- Objective A -
Format the part of the listing that opens with the line containing "Locate one point per instance of the dark cloud" and closes with the line containing "[(409, 257)]" as a numbered list, both of those lines included and blank lines left out.

- Extract provided -
____________

Payment Sent (Unique Transaction ID5HF127557S8683133)


----------



## Chrissyronald (Jan 15, 2012)

I am interested in putting my name down


----------



## Dave28 (Apr 3, 2011)

Hi Gordon, would like to join the beginners group on the 3rd, could you add my name if there is space and give me details of where to pay
David q


----------



## caledonia (Sep 13, 2008)

MaDGeoff said:


> Are place still available, if so could you let me know an address where to bring you the payment?


 Sent :thumb:


Chrissyronald said:


> I am interested in putting my name down


 Sent :thumb:


Matt B said:


> Payment has been sent. Really looking forward to this. Been meaning to go to one of these for 3 years now.
> 
> Payment Sent (Unique Transaction ID5HF127557S8683133)


 Thank you :thumb:


Dave28 said:


> Hi Gordon, would like to join the beginners group on the 3rd, could you add my name if there is space and give me details of where to pay
> David q


 Sent :thumb:

Mrs C


----------



## Chrissyronald (Jan 15, 2012)

Payment sent this morning.


----------



## caledonia (Sep 13, 2008)

MaDGeoff said:


> Are place still available, if so could you let me know an address where to bring you the payment?





Dave28 said:


> Hi Gordon, would like to join the beginners group on the 3rd, could you add my name if there is space and give me details of where to pay
> David q





Chrissyronald said:


> Payment sent this morning.


 Thank you and I have added your names to the confirmed list. I will leave the rest to Gordon when he gets back and new messages will no doubt be sent over the weekend.

Mrs C. :wave:


----------



## ChrisEG6 (Dec 26, 2012)

Gordon will you be running any more prior to summer would love to come to this one but i have a bill for my car at the end of the month  would defo be at the next one if i still havent got the hang of the da by then  cheers, chris


----------



## MaDGeoff (Feb 12, 2013)

Good to meet you today Gordon and am looking forward to becoming a polishing pro by the end of the 3rd March! 
Do not think the missus quite understands what its all about because she said i can get some practice in by washing the dishes....... luckily i got out of it by saying washing up liquid is a big no no.


----------



## caledonia (Sep 13, 2008)

Final pms have been sent out this evening for this weekends up and coming class.

____________

- The data -
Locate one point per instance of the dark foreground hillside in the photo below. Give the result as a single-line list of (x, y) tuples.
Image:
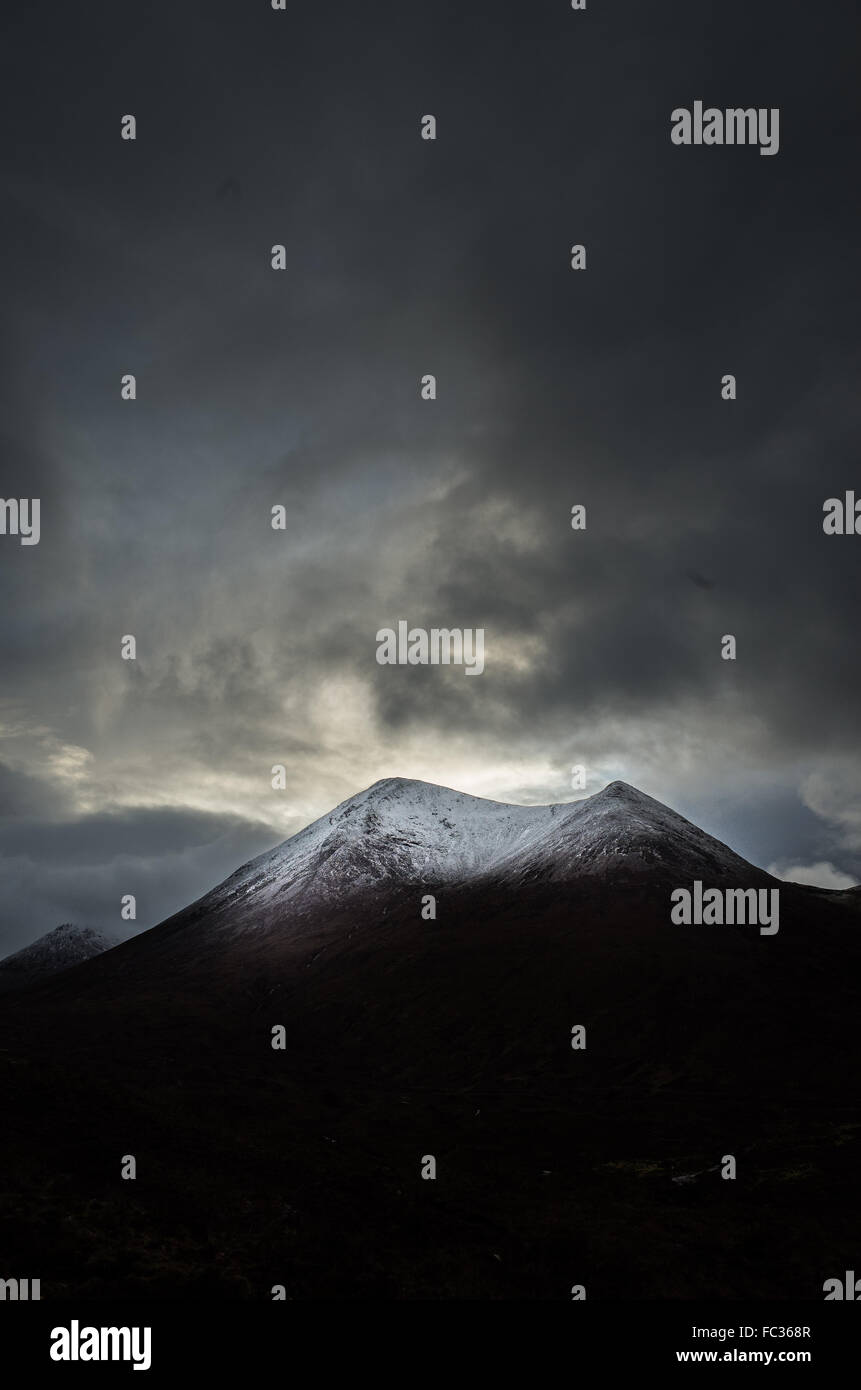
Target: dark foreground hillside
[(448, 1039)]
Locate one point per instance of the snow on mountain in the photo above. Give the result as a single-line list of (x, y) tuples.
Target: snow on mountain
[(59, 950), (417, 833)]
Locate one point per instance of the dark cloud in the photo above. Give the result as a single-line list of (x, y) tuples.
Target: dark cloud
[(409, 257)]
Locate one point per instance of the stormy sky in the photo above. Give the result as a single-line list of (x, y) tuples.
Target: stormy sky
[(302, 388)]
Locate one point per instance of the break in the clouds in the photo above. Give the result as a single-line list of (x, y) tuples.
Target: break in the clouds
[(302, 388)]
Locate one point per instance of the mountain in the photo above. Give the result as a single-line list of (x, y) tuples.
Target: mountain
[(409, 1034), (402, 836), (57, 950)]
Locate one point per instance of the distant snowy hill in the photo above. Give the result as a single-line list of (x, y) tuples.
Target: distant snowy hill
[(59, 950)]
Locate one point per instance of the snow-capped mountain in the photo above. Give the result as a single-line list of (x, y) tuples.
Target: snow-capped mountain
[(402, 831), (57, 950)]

____________

- Objective B -
In the forum thread, what did MaDGeoff say to get out of washing the dishes?

- Worked solution A -
1. Locate one point per instance of the dark cloud in the photo above. Give the result as a single-line list of (x, y) tuples.
2. Target: dark cloud
3. [(409, 257)]

- Worked solution B -
He said that washing up liquid is a big no no.